[EXERCISE GOAL]: Reproduce the records word for word, beginning at the line that contains "Practice. Identify the green" and continuing through the end of the records, with that first line included.

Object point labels

——————

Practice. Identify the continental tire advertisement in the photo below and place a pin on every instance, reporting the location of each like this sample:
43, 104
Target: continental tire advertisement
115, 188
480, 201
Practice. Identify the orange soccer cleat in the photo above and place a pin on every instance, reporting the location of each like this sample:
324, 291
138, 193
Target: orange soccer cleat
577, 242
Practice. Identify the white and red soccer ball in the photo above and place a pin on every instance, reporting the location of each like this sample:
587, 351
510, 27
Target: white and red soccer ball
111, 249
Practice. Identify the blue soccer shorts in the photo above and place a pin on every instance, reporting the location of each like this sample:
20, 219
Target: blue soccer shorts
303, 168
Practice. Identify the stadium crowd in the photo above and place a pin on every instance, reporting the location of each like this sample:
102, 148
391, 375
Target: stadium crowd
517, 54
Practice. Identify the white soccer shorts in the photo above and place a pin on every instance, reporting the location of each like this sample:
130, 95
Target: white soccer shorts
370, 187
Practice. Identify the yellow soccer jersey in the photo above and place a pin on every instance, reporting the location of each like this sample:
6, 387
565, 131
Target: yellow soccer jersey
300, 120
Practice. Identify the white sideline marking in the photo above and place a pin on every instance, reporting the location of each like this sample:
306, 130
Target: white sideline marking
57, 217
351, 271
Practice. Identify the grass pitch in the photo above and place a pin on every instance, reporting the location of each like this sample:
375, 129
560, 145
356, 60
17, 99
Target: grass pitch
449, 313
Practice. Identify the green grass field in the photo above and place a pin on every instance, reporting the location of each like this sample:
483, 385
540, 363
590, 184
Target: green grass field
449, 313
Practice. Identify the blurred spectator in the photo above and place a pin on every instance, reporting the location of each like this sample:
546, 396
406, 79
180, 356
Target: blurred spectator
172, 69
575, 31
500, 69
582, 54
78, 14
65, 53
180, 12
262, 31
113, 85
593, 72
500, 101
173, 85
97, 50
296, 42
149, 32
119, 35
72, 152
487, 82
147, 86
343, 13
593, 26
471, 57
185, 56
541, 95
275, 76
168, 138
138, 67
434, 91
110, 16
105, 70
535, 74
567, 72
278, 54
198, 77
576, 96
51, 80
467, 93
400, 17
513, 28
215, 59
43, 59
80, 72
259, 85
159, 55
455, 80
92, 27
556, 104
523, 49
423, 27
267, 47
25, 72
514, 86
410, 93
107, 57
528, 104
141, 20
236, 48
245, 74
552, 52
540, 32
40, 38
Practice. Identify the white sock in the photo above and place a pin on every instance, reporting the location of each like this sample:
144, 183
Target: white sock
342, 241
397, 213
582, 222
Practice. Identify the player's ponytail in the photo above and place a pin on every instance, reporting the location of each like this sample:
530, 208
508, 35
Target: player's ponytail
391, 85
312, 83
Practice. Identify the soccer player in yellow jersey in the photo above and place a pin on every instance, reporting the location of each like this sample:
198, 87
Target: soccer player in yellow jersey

——————

[EXERCISE RESULT]:
Practice. Identify the green grass field in the photo above and place a pin on every instance, reporting the location of each like this sample:
483, 385
540, 363
590, 184
Target: green grass field
449, 313
Practice. Identify the blurred spectator in the photo above and place a pin on every instance, reporting the location of each like this sample:
546, 396
406, 79
180, 356
Target: blurred spectator
172, 69
575, 31
500, 69
582, 54
78, 14
65, 53
180, 12
262, 31
113, 85
593, 72
500, 101
173, 85
97, 50
296, 42
149, 32
119, 35
72, 152
487, 82
147, 86
343, 13
593, 26
471, 57
185, 56
541, 95
275, 76
168, 138
138, 67
434, 91
110, 16
105, 70
535, 74
567, 72
278, 54
198, 77
576, 96
51, 80
467, 93
400, 17
513, 28
215, 59
43, 59
80, 72
259, 85
159, 55
455, 80
92, 27
556, 104
523, 49
423, 27
267, 47
25, 72
514, 86
410, 93
107, 57
528, 104
141, 20
236, 48
245, 74
552, 52
540, 32
40, 38
Practice. Identify the white sock in the photo above and place a pin on every instance, reporting the location of each like this sample:
144, 183
Target: white sock
342, 241
397, 213
582, 222
Practice. Identify the player's ponytail in the photo above and place a pin on every instance, reporting the location of each like this sample:
530, 208
508, 35
Target: player's ponytail
391, 85
312, 83
Practice. Identify the soccer player in yellow jersey in the photo above and place a pin on every instance, reporting the location of each like this sample:
198, 87
Target: soccer player in yellow jersey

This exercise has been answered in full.